TO DO:
From the entries that follow, copy each line containing the word "form".

DATASET EXCERPTS:
+===+
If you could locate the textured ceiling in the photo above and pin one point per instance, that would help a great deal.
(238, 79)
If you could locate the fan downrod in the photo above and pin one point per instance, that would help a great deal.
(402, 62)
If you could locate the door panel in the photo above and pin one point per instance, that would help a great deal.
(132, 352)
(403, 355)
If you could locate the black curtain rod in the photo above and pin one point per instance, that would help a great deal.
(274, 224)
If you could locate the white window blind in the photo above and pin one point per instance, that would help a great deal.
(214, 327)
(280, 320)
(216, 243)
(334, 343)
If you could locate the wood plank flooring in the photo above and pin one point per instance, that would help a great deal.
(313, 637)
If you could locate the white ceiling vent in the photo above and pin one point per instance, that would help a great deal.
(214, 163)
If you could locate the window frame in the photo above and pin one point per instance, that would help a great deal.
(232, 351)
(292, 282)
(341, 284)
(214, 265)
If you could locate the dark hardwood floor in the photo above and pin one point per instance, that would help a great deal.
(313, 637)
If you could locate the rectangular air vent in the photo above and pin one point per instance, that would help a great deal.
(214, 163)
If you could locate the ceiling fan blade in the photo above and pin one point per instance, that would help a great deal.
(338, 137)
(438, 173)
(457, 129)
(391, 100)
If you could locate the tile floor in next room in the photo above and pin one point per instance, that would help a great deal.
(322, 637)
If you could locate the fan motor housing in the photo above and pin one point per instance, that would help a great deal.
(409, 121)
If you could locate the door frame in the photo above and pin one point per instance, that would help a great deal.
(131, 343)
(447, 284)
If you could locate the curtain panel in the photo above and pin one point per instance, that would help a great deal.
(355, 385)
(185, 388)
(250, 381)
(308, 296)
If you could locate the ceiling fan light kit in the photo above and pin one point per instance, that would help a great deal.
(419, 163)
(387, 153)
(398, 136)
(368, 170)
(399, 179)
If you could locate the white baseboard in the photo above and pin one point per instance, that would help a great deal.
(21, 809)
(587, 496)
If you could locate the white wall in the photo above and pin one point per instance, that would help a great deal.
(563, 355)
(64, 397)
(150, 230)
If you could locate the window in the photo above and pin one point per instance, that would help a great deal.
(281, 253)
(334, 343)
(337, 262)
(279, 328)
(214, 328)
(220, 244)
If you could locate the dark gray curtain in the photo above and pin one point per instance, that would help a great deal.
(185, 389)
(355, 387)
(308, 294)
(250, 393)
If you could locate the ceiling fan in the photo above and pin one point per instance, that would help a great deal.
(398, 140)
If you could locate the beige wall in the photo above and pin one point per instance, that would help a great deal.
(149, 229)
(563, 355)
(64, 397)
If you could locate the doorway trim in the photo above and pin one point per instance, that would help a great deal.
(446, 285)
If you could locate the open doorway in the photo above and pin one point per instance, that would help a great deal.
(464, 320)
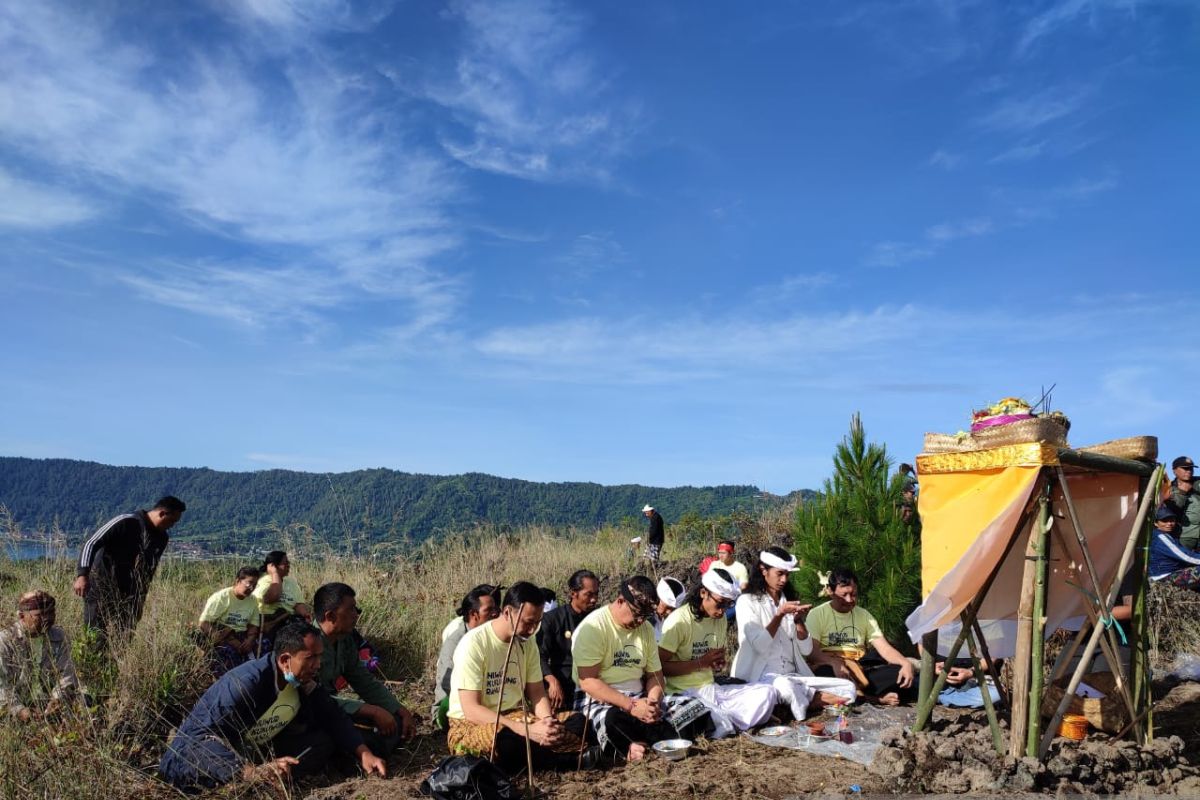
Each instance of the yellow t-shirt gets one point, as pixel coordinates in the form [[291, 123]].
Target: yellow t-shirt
[[479, 665], [289, 596], [226, 609], [624, 655], [843, 635], [275, 719], [688, 638]]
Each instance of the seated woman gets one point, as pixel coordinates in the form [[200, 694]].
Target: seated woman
[[773, 639], [481, 710], [279, 594], [693, 647], [229, 621], [617, 667]]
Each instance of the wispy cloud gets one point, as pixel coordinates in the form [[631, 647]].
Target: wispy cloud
[[24, 204], [291, 166], [528, 95]]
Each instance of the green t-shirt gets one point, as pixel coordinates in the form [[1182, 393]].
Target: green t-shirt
[[479, 666], [624, 655], [275, 719], [688, 638], [843, 635], [289, 596], [225, 608]]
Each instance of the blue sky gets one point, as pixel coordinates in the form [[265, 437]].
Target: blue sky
[[669, 242]]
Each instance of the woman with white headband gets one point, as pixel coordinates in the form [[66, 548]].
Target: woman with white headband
[[773, 639], [693, 648]]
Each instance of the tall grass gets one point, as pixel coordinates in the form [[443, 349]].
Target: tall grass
[[150, 681]]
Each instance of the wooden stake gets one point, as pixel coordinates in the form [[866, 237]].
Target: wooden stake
+===+
ANSWER TO THIS TASK:
Each instance of the yellow t-shirt gets one point, as pixel coordinates in the form [[291, 123]].
Each instance of the seated woman gets one point, as pixel coordinates in the form [[200, 694]].
Each instance of the wispy cloud gets one point, as pixel coordinates in the form [[631, 647]].
Each instance of the green t-shirt gets one point, as pixel coordinates in the form [[1182, 393]].
Each instance of the blue sky gets one point, as pixel coordinates in the form [[265, 437]].
Each instance of the woman with white headband gets one point, as pixel coordinates in the form [[66, 548]].
Each instance of the tall grass gets one point, as pixel coordinates in the form [[443, 349]].
Each instance of the wooden stake gets one point, as pixel coordinates in the form [[866, 237]].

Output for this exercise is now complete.